◆ **Working data**:

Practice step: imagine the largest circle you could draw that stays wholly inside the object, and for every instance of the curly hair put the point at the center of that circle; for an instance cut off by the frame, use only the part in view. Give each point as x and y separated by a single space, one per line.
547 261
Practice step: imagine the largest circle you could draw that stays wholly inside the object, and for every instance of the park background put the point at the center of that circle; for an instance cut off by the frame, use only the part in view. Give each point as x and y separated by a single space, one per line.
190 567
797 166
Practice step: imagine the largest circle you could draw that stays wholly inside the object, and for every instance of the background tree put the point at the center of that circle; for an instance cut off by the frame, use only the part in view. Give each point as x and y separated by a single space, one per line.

...

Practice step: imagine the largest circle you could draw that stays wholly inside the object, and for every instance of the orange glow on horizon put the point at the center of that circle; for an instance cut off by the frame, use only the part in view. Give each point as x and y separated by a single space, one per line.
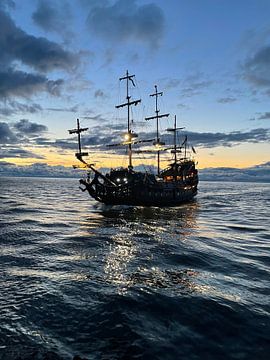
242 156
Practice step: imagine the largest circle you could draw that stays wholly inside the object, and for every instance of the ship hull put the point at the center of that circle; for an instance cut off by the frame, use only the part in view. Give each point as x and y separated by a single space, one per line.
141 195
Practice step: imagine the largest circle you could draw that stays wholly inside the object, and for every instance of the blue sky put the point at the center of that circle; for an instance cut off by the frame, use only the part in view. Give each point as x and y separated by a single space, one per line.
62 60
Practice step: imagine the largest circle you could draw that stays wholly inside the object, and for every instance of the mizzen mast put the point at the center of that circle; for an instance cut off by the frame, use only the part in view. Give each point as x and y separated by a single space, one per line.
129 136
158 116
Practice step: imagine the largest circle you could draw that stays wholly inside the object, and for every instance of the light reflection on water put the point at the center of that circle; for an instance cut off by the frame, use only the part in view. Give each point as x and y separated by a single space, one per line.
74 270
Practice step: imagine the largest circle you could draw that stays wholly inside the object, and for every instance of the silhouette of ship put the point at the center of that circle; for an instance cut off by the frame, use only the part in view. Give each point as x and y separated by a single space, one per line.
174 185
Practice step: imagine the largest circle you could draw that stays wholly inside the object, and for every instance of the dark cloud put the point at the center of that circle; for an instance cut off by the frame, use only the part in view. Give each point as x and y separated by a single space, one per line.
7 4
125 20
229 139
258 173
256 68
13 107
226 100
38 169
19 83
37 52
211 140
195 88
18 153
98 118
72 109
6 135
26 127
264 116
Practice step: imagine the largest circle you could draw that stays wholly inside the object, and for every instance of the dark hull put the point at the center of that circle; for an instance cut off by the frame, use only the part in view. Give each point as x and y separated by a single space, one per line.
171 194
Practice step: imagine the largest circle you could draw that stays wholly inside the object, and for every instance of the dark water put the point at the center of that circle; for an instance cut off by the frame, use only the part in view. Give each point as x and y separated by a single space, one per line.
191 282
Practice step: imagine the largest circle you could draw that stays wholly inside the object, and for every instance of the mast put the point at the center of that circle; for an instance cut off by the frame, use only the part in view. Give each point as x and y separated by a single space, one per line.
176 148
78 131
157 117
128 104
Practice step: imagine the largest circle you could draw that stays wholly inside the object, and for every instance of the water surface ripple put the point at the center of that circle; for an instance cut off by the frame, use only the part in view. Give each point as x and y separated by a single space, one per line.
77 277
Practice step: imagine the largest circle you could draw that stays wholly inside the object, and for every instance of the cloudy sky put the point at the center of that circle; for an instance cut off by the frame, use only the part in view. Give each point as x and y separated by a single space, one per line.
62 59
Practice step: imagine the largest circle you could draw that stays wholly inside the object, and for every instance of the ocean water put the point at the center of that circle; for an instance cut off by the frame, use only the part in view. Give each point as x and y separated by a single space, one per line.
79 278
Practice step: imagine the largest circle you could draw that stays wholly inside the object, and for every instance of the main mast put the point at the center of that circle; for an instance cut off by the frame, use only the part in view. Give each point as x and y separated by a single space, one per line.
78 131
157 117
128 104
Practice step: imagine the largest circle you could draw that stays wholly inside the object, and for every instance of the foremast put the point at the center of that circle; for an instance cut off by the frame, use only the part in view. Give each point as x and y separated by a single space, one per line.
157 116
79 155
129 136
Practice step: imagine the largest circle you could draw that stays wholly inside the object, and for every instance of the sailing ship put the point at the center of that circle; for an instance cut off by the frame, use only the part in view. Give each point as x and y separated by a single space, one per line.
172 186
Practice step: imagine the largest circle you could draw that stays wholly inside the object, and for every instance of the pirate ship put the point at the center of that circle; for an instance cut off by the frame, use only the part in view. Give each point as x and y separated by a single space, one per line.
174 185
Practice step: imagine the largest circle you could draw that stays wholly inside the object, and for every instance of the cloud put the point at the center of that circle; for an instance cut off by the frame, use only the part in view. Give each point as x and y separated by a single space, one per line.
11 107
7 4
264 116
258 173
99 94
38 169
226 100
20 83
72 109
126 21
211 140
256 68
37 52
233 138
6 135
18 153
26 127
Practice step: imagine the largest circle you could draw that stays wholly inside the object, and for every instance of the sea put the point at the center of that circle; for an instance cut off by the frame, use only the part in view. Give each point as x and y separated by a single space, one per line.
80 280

--

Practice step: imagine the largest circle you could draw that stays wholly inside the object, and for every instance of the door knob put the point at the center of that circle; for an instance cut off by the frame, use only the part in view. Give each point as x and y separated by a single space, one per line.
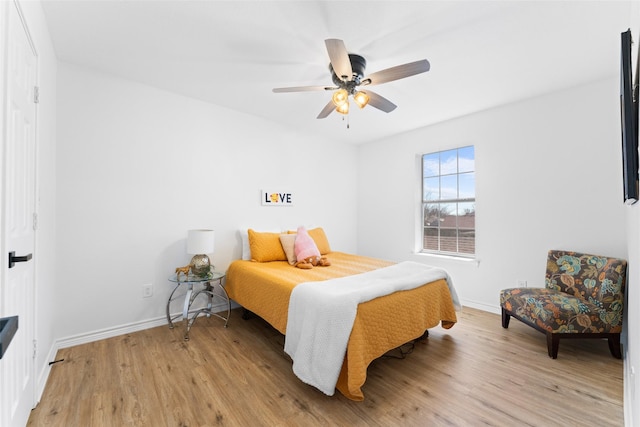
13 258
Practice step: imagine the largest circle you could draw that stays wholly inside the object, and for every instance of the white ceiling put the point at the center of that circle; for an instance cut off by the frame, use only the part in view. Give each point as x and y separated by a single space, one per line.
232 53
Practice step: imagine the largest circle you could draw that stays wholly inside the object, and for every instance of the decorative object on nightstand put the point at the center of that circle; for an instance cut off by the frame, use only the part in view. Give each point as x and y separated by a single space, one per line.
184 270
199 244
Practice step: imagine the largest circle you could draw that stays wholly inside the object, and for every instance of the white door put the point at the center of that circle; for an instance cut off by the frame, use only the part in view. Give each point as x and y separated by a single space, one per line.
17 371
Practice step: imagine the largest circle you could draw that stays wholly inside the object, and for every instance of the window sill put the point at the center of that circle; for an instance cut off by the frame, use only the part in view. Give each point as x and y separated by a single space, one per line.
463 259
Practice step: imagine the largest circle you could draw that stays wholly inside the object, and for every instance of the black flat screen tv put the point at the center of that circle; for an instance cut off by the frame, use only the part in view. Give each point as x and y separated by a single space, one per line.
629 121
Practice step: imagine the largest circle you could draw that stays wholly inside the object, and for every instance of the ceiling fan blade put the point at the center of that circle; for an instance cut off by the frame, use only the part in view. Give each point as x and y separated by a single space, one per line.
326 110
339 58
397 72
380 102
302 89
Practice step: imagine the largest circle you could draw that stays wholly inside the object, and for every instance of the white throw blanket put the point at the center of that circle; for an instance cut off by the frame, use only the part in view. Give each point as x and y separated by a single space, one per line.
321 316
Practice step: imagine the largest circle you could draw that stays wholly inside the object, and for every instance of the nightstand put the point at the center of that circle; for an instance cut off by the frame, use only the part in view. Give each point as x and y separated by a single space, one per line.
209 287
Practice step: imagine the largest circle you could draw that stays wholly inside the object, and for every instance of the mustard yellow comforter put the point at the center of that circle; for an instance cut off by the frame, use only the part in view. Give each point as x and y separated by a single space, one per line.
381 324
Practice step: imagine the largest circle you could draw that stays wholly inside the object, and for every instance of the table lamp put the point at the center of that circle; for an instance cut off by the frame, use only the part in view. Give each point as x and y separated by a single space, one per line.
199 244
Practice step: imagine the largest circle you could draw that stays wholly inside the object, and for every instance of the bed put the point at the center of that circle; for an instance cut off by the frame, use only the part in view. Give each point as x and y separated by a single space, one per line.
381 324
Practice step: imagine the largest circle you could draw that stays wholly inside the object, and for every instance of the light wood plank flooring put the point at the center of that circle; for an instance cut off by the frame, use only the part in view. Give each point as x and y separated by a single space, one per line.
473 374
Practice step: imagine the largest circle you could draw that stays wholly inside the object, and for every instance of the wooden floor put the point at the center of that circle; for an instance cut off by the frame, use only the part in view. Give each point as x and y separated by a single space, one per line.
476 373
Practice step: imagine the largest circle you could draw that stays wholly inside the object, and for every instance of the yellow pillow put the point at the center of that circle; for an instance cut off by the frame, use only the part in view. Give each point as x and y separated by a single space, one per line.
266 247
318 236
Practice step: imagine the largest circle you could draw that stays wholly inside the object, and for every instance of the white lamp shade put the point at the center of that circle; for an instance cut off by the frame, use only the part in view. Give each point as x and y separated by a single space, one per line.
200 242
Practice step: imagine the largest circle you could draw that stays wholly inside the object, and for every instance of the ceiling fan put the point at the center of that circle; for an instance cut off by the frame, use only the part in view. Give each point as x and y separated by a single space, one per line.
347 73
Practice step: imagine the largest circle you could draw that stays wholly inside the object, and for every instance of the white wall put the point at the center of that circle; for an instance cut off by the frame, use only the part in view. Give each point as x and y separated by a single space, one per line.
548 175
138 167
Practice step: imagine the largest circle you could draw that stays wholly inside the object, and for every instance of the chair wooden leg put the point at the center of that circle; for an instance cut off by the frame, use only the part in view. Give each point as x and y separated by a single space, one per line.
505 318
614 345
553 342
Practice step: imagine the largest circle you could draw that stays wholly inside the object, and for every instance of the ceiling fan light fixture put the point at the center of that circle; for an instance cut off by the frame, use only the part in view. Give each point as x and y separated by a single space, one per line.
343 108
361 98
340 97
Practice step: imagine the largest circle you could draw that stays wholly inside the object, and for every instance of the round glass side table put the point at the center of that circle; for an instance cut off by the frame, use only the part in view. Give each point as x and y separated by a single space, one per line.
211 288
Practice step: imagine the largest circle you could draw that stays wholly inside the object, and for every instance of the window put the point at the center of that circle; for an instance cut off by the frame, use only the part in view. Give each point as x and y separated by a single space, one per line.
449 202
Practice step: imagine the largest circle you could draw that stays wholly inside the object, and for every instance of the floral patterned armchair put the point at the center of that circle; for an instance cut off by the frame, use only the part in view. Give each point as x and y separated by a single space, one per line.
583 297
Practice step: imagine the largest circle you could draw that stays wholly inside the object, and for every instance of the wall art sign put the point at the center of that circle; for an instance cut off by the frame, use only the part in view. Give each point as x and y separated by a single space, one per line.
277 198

◆ **Exercise directions**:
Gather every line in the entries above that contains the word "window", and copy each of those lines out in full.

◆ **Complete response**:
Practice step: imagine the largest circle you could draw that stays wholly inside the object, and for every instance of the window sill put the point at the center of that circle; for an instance cut off by the frame, use only the part in view. Give each point as x and y separated by a single space, one per line.
Practice step: imagine the largest circle you could draw that stays wholly inside the object, and for every instance of the window put the point at the center of that circle; for an instance cut off by the frame, use only the part in view. Give each point as x and y separated by a single space, one per line.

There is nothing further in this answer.